(Point annotation dataset records)
'''

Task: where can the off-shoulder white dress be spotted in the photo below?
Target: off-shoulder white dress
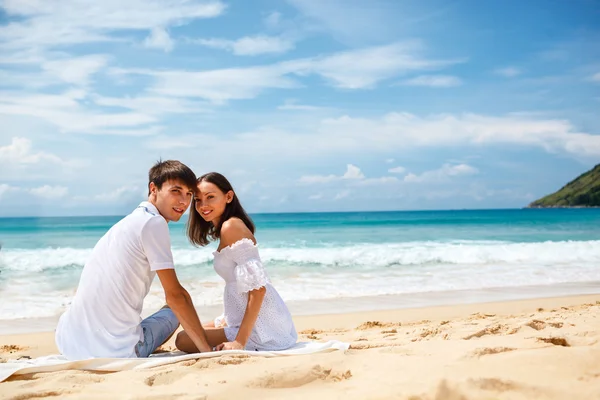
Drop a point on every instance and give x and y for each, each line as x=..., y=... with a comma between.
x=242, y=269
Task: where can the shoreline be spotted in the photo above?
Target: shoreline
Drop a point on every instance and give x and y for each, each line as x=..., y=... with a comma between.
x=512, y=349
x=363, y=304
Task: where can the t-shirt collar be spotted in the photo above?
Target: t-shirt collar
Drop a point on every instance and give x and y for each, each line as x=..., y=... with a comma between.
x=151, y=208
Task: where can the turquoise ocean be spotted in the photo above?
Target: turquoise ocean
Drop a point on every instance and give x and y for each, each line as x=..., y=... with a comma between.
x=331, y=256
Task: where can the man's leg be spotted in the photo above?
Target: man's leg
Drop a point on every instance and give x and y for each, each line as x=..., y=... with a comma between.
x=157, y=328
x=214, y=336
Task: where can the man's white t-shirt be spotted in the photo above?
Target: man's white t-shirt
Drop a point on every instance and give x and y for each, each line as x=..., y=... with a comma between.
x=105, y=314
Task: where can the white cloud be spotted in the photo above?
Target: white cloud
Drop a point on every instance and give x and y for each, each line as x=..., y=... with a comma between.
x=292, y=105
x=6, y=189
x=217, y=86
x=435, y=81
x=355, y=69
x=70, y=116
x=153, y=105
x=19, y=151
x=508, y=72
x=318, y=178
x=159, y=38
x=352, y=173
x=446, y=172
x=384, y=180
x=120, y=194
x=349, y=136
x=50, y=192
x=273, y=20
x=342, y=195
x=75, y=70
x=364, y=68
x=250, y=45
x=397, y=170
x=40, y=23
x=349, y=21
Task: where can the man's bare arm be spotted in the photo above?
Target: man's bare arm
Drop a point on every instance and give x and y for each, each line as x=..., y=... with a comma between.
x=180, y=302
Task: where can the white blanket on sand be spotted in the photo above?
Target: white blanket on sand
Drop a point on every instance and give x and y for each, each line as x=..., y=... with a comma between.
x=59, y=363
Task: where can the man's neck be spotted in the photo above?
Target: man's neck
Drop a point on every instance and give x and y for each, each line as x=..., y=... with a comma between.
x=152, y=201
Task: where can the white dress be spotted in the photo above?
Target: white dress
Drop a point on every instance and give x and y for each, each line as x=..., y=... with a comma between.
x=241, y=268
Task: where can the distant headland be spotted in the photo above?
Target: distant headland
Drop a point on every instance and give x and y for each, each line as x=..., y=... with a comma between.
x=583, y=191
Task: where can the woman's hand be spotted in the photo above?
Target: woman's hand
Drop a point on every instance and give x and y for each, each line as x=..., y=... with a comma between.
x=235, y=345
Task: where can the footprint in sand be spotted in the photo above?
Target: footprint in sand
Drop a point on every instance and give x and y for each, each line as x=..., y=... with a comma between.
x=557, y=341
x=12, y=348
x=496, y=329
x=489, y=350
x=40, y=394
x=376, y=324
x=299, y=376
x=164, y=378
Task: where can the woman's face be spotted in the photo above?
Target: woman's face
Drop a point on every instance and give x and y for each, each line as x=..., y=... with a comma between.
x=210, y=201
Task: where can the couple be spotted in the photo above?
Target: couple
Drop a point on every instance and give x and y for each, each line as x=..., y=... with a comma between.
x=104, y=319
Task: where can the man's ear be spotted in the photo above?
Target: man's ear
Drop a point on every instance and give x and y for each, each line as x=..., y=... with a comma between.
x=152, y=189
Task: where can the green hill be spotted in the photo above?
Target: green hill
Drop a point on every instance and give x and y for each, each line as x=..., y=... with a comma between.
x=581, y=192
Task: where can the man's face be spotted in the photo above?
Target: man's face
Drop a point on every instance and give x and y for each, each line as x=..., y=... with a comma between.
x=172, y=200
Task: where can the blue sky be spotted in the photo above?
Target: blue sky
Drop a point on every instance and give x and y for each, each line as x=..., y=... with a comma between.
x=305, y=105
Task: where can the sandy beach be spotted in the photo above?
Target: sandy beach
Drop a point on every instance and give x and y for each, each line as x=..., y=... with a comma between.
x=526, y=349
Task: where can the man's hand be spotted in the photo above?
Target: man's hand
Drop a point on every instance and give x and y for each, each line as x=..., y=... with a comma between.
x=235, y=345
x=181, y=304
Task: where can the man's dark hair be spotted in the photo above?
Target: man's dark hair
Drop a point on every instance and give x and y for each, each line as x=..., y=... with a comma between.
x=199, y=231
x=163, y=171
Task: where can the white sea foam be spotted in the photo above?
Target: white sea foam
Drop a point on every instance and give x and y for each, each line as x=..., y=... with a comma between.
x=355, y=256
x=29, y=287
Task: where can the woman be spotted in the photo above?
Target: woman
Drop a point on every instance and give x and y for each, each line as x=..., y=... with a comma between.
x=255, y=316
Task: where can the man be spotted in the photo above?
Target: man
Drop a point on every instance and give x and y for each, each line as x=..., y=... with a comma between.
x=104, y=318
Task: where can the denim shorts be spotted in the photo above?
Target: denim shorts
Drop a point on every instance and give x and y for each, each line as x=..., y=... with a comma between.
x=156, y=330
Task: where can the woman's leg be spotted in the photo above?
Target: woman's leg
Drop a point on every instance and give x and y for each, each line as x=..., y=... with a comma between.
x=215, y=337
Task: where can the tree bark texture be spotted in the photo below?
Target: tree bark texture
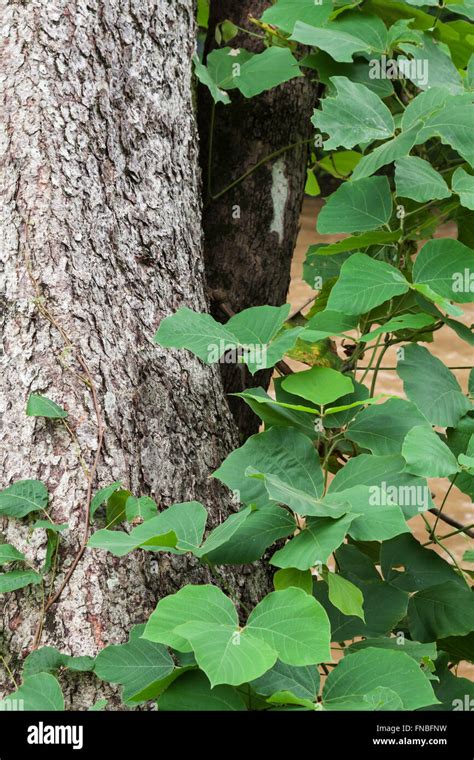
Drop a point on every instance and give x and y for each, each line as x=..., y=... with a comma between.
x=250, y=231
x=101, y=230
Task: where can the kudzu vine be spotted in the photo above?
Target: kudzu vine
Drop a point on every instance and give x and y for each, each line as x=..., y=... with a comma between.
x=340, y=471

'''
'''

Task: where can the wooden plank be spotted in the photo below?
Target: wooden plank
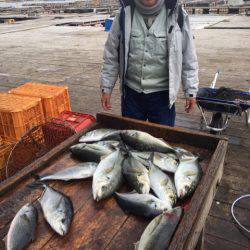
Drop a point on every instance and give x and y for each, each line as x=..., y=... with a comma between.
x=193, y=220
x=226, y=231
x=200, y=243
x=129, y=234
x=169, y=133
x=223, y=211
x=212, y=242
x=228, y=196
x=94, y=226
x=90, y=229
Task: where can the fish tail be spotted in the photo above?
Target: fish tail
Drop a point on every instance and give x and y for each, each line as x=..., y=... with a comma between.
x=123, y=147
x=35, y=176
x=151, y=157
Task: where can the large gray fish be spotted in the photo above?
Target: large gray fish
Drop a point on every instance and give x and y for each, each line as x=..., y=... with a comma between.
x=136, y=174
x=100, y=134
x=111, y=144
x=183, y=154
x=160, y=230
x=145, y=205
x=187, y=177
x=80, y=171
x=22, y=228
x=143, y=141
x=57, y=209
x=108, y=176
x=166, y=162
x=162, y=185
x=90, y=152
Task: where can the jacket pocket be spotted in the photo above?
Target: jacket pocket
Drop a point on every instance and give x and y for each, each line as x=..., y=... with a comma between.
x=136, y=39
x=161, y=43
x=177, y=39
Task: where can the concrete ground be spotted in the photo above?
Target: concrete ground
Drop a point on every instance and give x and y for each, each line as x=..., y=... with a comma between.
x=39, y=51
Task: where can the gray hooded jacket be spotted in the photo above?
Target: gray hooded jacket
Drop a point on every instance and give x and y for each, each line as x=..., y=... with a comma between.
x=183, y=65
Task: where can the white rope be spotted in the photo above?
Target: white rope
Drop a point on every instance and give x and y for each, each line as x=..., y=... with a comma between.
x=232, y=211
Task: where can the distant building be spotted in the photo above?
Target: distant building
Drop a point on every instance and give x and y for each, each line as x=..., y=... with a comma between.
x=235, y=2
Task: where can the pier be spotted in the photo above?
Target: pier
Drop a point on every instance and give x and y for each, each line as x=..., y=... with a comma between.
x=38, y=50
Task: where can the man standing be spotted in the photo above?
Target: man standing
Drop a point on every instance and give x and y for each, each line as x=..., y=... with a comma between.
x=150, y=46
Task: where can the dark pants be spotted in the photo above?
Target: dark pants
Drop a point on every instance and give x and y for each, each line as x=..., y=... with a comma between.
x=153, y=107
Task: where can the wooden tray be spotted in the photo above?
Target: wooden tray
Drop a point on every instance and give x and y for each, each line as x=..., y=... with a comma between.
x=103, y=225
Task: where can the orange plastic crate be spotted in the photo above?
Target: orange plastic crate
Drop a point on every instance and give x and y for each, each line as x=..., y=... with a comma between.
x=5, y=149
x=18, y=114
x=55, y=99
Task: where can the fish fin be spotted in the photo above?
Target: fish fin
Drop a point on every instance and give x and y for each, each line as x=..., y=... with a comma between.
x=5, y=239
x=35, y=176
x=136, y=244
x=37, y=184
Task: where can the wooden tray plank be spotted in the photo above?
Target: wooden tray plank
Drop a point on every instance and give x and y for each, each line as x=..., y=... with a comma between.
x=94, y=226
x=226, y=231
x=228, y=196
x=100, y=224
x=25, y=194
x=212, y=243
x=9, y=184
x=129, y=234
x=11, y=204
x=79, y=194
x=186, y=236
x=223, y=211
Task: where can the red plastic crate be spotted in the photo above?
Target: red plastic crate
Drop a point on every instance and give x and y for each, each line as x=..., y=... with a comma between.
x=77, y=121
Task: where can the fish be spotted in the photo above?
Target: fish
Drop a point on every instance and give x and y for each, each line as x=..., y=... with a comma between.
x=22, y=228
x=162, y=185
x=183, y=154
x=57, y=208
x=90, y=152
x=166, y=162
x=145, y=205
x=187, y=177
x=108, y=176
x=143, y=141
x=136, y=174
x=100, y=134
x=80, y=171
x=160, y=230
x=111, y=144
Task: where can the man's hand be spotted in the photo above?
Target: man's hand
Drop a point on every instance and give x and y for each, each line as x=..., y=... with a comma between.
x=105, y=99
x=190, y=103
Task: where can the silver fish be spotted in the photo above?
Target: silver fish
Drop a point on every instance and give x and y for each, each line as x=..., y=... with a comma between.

'''

* [Aim]
State how many lines in the records above contain the word "sandy", giving only the number. Case counts.

* [The response]
2